___ 抜粋テキスト ___

地味目な容姿であることを自覚しており、自身を持っていなかったが、沙優はそんな彼女を大事な友人として接していた。

しかし、親が大企業の社長な上に当人の美人で同世代の中でも凛とした態度の沙優は一目置かれていたのだが、そんな彼女と結子が一緒に居た結果、「結子なんかが不釣り合いな相手と友達になるなんて生意気」などという理不尽な理由で目をつけられ、学校でのいじめが始まった。
そして、そのいじめをきっかけに精神的に追い詰められることになり、自ら命を絶つことになる。
初めてできた友人の自殺と、自分が自殺の遠因になったことへの自責の念が、沙優の人生を大きく狂わせてしまうことになる。

荻原一颯
CV:鳥海浩輔
沙優の兄。「おぎわらフーズ」の代表取締役社長でもある。
仕事上でも母親が上役にあたるため常に頭が上がらないが、かねてより妹の沙優を気遣ってきた優しい兄ではあったが母親との関係が崩壊した妹を気遣ってきた。
しかし、大金を渡して家出の一押しをしてしまい、あまつさえ家出した沙優が(一応金が無くなったら帰ってこいという一颯の忠告を無視したためでもあるが)路頭に迷って援交常習犯と化す事にも繋がってしまった。
こうした彼の行動に対して読者から賛否の声がある。
実際のところ、一颯自身もまた、家庭内不和から逃げるために仕事に没頭する大黒柱のような心境に陥っていたことを自覚していた。
仕事を放りだせず母に阿る他なく不可抗力ではあった。
とはいえ、母と敵対してでも妹を擁護するのでなく、妹に対して一定の義務は果たしたのだと自分に言い聞かせる為に、妹に金だけ渡して母と妹から距離をとって心理的に逃げていた自分の行動と選択を後悔し続けていた。

それ故に吉田に対する心象は複雑。
妹の気持ちに寄り添い味方になって更生の手助けをするという、自分に出来なかったことを兄の代わりに成してくれた男でもあるため、非常識なおバカのおっさんに対する呆れと同時に羨望と感謝の念も抱いている。

___ 課題用データ ___

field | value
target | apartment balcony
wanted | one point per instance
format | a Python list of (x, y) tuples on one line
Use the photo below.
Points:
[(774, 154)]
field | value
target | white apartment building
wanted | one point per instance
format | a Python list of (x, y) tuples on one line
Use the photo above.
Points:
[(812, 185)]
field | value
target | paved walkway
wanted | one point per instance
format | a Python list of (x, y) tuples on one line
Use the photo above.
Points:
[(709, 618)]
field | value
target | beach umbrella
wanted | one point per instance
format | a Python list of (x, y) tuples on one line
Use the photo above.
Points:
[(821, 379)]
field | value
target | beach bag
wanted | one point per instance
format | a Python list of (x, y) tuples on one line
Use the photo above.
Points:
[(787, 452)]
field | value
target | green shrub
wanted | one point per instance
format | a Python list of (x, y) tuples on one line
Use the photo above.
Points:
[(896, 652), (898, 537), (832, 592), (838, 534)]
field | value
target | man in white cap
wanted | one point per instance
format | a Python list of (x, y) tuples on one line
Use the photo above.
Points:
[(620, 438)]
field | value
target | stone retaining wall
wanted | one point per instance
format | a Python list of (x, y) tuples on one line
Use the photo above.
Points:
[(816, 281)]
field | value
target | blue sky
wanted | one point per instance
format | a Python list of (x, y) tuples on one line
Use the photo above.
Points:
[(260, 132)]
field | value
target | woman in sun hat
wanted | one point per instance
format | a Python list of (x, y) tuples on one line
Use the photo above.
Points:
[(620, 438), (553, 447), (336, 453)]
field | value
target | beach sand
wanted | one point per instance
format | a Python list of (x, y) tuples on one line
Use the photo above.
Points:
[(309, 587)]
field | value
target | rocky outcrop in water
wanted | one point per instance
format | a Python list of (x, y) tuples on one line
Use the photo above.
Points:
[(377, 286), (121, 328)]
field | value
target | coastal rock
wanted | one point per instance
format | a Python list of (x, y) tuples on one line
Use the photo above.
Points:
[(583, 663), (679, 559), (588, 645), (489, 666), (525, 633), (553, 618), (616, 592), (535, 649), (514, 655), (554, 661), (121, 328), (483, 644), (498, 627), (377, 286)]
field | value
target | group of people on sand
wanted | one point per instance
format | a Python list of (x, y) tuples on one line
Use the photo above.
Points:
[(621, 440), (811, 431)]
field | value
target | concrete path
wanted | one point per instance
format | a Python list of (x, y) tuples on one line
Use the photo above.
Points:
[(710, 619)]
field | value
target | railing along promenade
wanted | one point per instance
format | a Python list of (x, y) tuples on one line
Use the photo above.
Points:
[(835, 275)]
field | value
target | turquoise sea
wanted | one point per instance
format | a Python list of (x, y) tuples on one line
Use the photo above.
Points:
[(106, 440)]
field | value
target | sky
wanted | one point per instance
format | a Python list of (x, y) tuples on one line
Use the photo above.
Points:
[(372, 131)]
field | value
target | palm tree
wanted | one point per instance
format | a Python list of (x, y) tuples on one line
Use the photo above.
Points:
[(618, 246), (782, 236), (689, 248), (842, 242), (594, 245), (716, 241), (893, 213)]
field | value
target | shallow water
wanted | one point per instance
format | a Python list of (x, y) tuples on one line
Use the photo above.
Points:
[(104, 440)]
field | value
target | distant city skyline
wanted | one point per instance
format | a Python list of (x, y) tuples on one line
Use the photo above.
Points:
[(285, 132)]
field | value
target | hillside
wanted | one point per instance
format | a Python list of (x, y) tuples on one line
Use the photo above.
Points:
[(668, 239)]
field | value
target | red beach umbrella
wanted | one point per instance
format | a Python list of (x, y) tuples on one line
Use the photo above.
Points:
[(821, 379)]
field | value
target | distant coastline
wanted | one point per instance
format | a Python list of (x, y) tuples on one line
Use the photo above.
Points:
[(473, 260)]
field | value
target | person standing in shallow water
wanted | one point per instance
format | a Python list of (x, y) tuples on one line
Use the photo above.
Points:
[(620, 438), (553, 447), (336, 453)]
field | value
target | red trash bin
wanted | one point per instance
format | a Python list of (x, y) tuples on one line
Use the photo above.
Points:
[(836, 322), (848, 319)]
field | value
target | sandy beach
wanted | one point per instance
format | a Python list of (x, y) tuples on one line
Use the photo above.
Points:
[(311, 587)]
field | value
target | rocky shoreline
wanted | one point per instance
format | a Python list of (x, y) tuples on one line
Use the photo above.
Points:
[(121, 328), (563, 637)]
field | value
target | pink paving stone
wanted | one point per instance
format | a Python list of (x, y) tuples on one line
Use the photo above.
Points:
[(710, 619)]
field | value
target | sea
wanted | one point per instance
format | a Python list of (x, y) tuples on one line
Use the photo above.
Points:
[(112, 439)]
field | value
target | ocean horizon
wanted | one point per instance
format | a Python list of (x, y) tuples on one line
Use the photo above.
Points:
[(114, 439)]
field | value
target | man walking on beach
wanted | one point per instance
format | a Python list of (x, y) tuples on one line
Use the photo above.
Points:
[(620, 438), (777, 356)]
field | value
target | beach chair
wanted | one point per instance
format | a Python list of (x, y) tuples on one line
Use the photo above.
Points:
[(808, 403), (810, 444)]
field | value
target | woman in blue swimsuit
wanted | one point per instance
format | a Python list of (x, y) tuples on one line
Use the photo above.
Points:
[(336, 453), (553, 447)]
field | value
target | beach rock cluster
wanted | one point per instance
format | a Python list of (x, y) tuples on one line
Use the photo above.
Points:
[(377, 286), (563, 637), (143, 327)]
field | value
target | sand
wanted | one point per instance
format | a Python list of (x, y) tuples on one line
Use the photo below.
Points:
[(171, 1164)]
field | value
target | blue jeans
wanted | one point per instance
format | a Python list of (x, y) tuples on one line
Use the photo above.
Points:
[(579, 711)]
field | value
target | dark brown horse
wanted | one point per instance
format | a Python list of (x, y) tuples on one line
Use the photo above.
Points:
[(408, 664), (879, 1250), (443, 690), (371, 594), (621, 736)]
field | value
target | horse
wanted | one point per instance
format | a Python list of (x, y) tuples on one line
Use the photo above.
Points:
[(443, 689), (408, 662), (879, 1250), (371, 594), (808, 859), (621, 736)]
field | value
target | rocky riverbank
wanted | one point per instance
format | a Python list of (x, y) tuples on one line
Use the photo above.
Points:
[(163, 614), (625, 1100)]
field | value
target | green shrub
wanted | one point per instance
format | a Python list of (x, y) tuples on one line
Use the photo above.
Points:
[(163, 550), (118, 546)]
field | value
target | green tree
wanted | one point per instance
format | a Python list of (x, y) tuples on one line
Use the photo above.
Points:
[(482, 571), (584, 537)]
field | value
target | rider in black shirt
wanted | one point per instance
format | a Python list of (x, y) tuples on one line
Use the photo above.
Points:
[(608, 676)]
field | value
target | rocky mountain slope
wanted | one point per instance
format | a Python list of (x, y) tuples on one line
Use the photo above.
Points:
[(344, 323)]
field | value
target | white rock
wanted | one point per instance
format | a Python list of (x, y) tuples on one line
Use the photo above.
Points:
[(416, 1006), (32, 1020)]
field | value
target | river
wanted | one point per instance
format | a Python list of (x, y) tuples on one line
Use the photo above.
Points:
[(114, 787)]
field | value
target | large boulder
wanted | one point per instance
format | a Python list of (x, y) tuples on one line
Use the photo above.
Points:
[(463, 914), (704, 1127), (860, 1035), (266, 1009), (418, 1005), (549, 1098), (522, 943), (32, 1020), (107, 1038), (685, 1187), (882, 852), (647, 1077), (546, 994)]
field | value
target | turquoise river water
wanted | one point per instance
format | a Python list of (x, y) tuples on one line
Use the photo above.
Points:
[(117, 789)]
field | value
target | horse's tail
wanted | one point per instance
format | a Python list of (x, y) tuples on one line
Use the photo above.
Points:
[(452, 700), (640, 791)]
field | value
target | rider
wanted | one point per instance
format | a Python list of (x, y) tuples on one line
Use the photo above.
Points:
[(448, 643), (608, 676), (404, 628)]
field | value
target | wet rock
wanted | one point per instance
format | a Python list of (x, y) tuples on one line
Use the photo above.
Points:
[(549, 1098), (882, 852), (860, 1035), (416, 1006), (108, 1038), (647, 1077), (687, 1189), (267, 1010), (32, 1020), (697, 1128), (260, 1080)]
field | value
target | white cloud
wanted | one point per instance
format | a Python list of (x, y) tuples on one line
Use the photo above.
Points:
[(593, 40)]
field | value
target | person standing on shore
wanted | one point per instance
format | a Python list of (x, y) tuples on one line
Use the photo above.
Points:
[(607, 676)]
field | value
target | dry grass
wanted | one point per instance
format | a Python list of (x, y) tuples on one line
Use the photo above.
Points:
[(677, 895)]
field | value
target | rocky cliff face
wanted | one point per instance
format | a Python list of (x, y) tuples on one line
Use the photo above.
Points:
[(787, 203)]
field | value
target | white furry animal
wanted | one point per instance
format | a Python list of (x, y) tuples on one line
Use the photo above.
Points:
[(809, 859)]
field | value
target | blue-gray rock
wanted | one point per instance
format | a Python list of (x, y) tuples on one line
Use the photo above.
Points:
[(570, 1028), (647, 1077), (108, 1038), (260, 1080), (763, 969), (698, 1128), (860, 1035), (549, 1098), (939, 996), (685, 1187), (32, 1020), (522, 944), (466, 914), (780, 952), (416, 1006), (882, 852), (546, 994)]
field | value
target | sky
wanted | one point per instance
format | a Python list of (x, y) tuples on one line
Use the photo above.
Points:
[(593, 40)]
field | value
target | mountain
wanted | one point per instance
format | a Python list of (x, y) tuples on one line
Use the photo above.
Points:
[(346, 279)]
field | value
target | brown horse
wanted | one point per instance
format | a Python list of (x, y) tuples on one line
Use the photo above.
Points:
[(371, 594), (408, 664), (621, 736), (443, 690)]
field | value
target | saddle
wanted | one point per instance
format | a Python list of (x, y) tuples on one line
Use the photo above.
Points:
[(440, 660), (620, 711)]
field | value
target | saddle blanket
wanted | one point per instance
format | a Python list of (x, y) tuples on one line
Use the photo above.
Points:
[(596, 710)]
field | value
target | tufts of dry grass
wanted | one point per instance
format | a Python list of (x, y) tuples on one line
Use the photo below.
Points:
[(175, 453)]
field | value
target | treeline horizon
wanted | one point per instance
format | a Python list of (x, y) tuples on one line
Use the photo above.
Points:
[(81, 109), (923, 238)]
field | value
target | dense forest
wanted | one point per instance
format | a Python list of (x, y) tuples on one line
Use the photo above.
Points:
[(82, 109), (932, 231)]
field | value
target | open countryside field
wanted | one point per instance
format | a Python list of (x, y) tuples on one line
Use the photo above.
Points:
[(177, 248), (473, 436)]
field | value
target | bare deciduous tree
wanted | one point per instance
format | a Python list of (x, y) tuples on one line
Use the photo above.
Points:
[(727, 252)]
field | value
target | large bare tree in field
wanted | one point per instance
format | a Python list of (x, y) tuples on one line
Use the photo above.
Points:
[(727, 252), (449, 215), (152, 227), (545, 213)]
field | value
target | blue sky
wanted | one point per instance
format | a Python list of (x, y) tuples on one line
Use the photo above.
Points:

___

取り組む課題>
• a. 抜粋テキストにある「こうした彼の行動に対して読者から賛否の声がある。」という一文を英語に訳すとどうなりますか？
• b. データの行のうち、先頭から「[(774, 154)]」を含む行まで（その行も含む）を、指示の部分も含めてもう一度書き出し、回答にある座標の数値すべてに84を足してずらしてもらえますか？それ以外の行は含めないでください。

記述回答>
• a. Readers have voiced both approval and disapproval of his actions.

• b.
field | value
target | apartment balcony
wanted | one point per instance
format | a Python list of (x, y) tuples on one line
Use the photo below.
Points:
[(858, 238)]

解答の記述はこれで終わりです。